= Source records =

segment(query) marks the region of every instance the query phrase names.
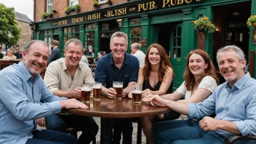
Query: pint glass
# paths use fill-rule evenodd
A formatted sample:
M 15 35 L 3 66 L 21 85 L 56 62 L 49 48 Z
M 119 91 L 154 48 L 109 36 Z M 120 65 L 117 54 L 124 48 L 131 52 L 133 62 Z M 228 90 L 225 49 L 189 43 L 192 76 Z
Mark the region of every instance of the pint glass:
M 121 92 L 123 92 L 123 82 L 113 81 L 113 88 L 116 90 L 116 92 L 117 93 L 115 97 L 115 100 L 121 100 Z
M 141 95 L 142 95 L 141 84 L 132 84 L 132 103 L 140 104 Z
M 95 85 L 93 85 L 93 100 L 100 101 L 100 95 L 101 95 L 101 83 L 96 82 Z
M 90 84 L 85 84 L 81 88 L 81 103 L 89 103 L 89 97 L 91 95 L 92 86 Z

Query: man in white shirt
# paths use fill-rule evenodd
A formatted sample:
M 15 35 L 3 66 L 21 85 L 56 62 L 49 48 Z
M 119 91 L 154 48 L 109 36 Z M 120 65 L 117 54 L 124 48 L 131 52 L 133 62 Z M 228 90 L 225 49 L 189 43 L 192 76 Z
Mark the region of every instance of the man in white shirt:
...
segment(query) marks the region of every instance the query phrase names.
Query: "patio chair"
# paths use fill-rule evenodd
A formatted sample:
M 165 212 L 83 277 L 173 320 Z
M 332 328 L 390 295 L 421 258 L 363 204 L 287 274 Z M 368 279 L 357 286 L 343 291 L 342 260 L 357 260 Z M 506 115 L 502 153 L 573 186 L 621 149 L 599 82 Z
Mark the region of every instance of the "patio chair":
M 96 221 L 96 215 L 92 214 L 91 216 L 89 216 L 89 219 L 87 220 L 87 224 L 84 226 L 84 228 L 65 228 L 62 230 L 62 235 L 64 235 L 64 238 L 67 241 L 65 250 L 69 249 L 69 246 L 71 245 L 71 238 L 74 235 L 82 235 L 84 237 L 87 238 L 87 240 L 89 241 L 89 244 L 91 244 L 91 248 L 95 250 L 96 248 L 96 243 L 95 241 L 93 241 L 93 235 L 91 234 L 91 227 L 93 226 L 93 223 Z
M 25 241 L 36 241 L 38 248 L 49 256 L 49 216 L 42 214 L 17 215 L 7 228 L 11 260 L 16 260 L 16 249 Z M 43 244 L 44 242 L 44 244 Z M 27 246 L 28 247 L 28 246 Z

= Directions =
Reproduce the lines verbatim, from the one containing "Query: man in white shirt" through the one containing "Mark the region of every instance of the man", including both.

= Worked answer =
Query: man in white shirt
# paths use fill-rule evenodd
A formatted sample:
M 15 35 L 3 66 L 21 85 L 56 62 L 49 48 Z
M 119 91 L 154 48 L 109 36 Z M 120 65 L 117 54 L 124 48 L 131 52 L 133 62 Z M 228 90 L 225 49 L 189 43 L 192 76 Z
Mark the region of every instance of the man in white shirt:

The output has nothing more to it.